Given entries
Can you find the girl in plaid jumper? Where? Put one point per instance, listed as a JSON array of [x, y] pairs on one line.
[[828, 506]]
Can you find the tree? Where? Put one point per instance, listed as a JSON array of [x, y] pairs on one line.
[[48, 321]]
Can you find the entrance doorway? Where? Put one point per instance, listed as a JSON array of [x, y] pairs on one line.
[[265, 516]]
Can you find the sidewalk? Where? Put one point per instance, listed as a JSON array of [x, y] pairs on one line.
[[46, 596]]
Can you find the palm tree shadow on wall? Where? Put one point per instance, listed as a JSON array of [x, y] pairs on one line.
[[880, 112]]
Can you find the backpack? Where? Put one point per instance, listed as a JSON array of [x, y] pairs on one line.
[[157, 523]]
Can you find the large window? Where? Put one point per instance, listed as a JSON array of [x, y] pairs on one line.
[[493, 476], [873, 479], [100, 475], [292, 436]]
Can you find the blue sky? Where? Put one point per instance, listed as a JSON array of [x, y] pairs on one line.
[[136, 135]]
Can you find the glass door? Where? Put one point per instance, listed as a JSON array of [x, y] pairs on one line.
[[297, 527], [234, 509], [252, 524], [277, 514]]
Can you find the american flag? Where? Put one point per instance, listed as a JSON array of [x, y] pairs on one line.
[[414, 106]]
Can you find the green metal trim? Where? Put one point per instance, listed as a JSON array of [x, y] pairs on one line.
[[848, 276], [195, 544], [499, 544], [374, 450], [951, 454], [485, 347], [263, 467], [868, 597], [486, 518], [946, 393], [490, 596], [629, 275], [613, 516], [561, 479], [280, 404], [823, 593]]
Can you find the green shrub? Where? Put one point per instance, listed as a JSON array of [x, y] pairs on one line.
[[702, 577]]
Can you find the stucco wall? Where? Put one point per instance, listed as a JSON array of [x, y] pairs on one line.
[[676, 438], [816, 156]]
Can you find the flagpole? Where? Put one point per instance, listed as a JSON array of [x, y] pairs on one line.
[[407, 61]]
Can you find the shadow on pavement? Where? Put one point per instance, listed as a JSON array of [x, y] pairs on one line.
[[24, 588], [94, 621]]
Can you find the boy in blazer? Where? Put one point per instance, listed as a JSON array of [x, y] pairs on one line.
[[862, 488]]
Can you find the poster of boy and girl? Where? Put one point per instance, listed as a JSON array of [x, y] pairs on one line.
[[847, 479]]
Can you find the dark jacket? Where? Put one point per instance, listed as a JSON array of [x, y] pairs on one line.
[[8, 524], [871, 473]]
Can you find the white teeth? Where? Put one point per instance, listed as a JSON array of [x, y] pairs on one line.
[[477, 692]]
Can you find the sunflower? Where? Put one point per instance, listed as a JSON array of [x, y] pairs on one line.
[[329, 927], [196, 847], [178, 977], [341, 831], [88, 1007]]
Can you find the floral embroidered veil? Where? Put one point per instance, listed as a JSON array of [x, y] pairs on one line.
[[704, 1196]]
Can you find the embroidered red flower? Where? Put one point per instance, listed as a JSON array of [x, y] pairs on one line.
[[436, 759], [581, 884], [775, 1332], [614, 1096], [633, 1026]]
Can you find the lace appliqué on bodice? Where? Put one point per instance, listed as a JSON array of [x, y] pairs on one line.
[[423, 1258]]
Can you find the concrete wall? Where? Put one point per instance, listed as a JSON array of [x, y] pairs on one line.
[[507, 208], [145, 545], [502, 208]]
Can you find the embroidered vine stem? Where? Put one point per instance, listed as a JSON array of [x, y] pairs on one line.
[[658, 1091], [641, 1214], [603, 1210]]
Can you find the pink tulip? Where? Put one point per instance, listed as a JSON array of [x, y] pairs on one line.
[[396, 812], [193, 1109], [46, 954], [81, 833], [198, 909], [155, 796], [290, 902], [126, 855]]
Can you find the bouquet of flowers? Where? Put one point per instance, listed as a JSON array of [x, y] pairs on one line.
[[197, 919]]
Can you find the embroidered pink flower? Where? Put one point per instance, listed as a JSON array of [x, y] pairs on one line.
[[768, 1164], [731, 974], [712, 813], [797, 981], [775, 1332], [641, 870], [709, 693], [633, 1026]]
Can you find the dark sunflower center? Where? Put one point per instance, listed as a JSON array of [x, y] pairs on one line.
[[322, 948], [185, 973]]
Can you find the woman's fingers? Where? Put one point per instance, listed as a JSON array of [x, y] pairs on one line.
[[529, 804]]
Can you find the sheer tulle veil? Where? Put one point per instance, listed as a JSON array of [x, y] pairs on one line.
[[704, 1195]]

Requirements
Rewrite all of the records above as a numbered list, leaving out any blank lines.

Final answer
1. Can you find the girl in plaid jumper? Where? Put one point per instance, listed as a JSON array of [x, y] pairs on one line.
2. [[828, 506]]
3. Can you find the tree? Where? Put one point per instance, listed as a JSON array of [x, y] pairs on one line.
4. [[48, 321]]
5. Can you find the entrance doorway? Where? Put one point per instance, listed as a JSON array of [x, y] pairs on one line.
6. [[265, 516]]
7. Can you find the sidewalk? Where? Put one point per instance, listed as a JSON array of [x, y] pairs on one line.
8. [[46, 596]]
9. Can you find the palm tree shadow on wall? Where? Put one point per instance, listed as a JSON array of [x, y] pairs on one line.
10. [[880, 112]]
11. Can you find the backpack? Where? Put one point per instance, listed as a JSON array of [x, y] pairs on one line.
12. [[157, 523]]
13. Can you find the large window? Where? Put one point per instance, listed as a JSON array of [x, y] pairs on one line.
14. [[493, 476], [873, 479], [100, 475], [292, 436]]
15. Can you find the blue sky? Where? Put one point per instance, listed as a JSON array of [x, y] pairs on one line.
16. [[136, 135]]
17. Can you find the glass door? Where? Put one point per instance, listed as a JSON array of [x, y] pairs on one line.
18. [[297, 527], [234, 509], [252, 524], [277, 514]]
19. Can you find the american flag? Where? Put one point per instance, listed as a JSON array of [x, y] pairs on one line.
20. [[414, 106]]
21. Can you find the green metal trim? Where? Put one point per instance, listed as a JSON array of [x, y] pairs on one line.
22. [[848, 276], [195, 544], [499, 544], [374, 450], [951, 454], [485, 347], [263, 467], [868, 597], [486, 518], [946, 393], [490, 596], [629, 275], [613, 516], [561, 479], [280, 404], [823, 593]]
23. Can you find the green shrub? Where? Put one point per instance, listed as a JSON array of [x, y] pairs on one line.
24. [[702, 577]]
25. Can you find the stucco wall? Where? Put one point per instance, listed as a JSON array of [x, y] pairs on one line.
26. [[676, 438], [816, 156]]
27. Can you find the flagpole? Where? Put one point per instance, listed as a JSON array of [x, y] pairs on one line.
28. [[407, 61]]
29. Can you find the shadow on pavement? Where? Put one point per instance, listed as a JSON array of [x, y] pairs on one line.
30. [[24, 588], [94, 621]]
31. Can you find the boy in blazer? Where? Put one point per instance, listed as a JSON array of [x, y] pairs on one line.
32. [[862, 488]]
33. Can you find the poster of boy and girl? Where? Put one point per instance, listed as a JSON array of [x, y] pairs on one line.
34. [[847, 479]]
35. Can you find the dark jacket? Where? Put one point per instance, listed as a JSON array of [x, y] pairs on one line.
36. [[8, 524], [871, 473]]
37. Can you find the white teeth? Where? Put one point per instance, listed as a JSON array of [x, y] pairs on one line.
38. [[477, 692]]
39. Can you find the sunflower? Where? Put one point per instance, listed as a JSON array of [x, y] pairs on one line.
40. [[329, 927], [196, 847], [178, 977], [341, 831], [88, 1007]]
41. Can you find the floral embroidered veil? Where? Put one point per instance, listed as a JSON array of [x, y] pairs on one line.
42. [[704, 1196]]
43. Can you find the embroidered red flower? Where? Put one point per instance, listed as a JSON array of [x, y] pairs on one line.
44. [[436, 759], [581, 884], [775, 1332], [614, 1096], [633, 1026]]
45. Can you find the lace appliqué on bodice? Where? Put one point per instance, listed as a JSON array of [x, y] pairs on one line.
46. [[423, 1258]]
47. Can you find the concrete wall? Where? Put one point per instance, listed as a JSON array of [x, y] pairs on one line.
48. [[507, 208], [145, 545], [502, 208]]
49. Can you find the embroidered vine stem? Where? Put one point per instance, listed as a JSON array of [x, y] pairs on one line.
50. [[658, 1091], [641, 1214], [603, 1210]]
51. Can you find the pink tulip? Where? Put one point per instance, listed as a JSON array of [x, y] pairs on one line.
52. [[396, 812], [193, 1109], [46, 954], [81, 833], [198, 909], [155, 796], [290, 902], [126, 855]]
53. Can you find the bouquet of flowers? Where? Put one point per instance, listed as a JSON array of [x, y] pairs on one line.
54. [[197, 919]]
55. Can you find the embroidered pink flower? Where? Put one point per instance, listed as a JSON array of [x, y] pairs on one line.
56. [[768, 1164], [731, 974], [712, 813], [797, 981], [775, 1332], [641, 870], [709, 693], [633, 1026]]
57. Can you find the dark sunflower center? Where? Put one point per instance, listed as a JSON array of [x, y] pairs on one line.
58. [[322, 948], [185, 973]]
59. Can you find the woman's fingers? Where? Put one point per instance, listed as a JSON array of [x, y] pairs on one line.
60. [[529, 804]]
61. Can you find the sheer tulle veil? Where? Put one point per instance, listed as a JSON array of [x, y] pairs on one line.
62. [[704, 1195]]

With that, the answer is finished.